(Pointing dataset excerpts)
---+---

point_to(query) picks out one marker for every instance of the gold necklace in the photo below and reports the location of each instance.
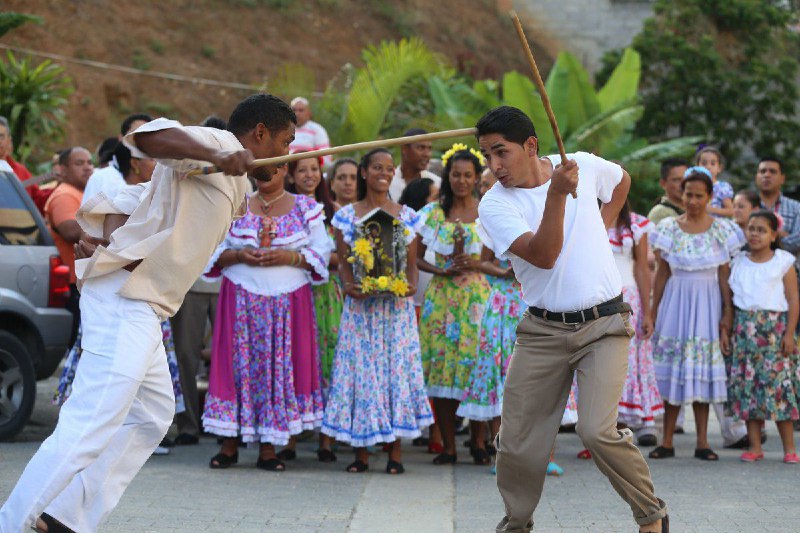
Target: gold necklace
(266, 205)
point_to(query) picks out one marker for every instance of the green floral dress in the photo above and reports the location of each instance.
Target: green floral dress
(328, 309)
(452, 310)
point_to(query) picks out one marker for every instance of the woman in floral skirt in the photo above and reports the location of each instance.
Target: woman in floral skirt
(764, 382)
(377, 392)
(455, 299)
(693, 252)
(264, 384)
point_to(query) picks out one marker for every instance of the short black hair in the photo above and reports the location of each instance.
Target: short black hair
(510, 122)
(265, 109)
(213, 121)
(669, 164)
(702, 177)
(416, 193)
(772, 159)
(106, 150)
(126, 124)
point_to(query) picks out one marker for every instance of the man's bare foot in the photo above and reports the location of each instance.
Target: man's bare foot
(654, 527)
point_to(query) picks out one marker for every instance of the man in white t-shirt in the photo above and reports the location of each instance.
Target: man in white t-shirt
(309, 135)
(109, 180)
(577, 321)
(414, 159)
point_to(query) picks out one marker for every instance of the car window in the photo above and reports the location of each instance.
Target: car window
(17, 224)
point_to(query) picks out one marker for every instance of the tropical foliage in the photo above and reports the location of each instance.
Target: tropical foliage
(33, 98)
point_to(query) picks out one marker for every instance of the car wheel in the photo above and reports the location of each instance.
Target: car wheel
(17, 385)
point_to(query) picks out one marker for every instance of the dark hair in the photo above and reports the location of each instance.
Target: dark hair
(416, 193)
(772, 220)
(63, 157)
(772, 159)
(265, 109)
(514, 125)
(709, 150)
(321, 193)
(106, 150)
(332, 172)
(213, 121)
(669, 164)
(446, 191)
(126, 124)
(361, 180)
(701, 177)
(751, 196)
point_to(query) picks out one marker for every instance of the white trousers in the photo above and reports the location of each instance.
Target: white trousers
(120, 408)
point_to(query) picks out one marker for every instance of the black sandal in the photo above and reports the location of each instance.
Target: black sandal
(53, 525)
(357, 467)
(224, 461)
(273, 464)
(445, 459)
(706, 454)
(287, 454)
(662, 452)
(326, 456)
(394, 467)
(480, 456)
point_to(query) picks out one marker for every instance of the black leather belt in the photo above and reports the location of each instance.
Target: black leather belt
(611, 307)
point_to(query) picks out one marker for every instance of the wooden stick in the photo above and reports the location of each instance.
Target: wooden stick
(383, 143)
(537, 80)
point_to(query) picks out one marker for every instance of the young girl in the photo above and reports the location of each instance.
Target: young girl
(764, 379)
(722, 198)
(744, 203)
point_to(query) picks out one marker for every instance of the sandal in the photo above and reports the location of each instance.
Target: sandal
(480, 456)
(706, 454)
(394, 467)
(445, 459)
(326, 456)
(287, 454)
(224, 461)
(53, 525)
(273, 464)
(662, 452)
(357, 467)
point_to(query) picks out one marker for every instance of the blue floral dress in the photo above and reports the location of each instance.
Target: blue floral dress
(377, 393)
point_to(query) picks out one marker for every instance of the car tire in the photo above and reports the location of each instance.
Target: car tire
(17, 386)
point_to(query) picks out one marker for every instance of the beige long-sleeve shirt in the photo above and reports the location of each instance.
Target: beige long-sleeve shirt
(175, 223)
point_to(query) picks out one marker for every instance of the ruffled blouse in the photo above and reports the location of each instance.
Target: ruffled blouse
(345, 220)
(697, 251)
(437, 234)
(759, 286)
(302, 229)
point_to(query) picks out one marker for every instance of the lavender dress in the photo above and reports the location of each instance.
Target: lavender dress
(688, 362)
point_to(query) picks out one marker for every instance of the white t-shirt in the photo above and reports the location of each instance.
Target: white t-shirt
(398, 184)
(311, 136)
(585, 273)
(107, 180)
(759, 286)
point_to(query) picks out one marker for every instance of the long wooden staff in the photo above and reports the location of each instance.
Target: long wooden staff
(382, 143)
(537, 80)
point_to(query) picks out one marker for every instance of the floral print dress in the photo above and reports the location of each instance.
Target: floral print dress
(453, 309)
(377, 392)
(763, 384)
(686, 352)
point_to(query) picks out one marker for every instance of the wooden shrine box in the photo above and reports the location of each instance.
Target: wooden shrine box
(387, 236)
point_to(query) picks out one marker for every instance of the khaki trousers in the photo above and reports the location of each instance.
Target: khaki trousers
(536, 390)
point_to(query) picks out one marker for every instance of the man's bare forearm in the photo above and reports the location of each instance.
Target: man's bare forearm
(173, 143)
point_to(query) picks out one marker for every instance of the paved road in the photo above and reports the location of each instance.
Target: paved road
(180, 493)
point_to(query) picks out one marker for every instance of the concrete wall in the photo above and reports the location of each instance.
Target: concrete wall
(586, 28)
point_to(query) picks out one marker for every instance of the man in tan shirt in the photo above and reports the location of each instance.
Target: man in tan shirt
(160, 237)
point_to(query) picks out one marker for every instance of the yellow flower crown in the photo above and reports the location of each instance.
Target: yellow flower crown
(458, 147)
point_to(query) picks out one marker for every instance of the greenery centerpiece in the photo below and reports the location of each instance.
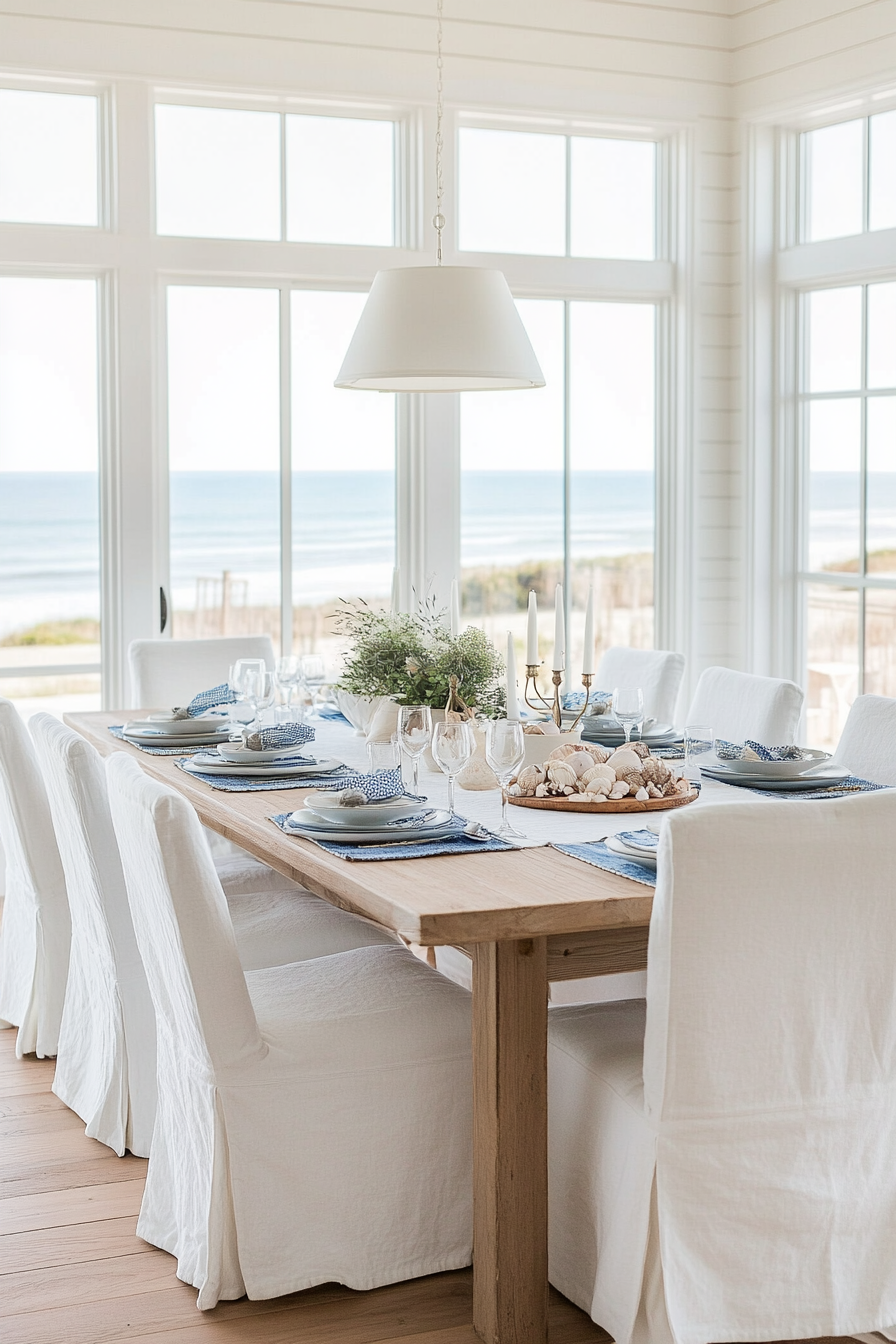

---+---

Find each line in the entries above that contains the word "skirt", and copy those lines out.

point_to(query) picks out one marker for every instance of the woman in floral skirt in the photo above and reports the location of each instance.
Target: woman in floral skirt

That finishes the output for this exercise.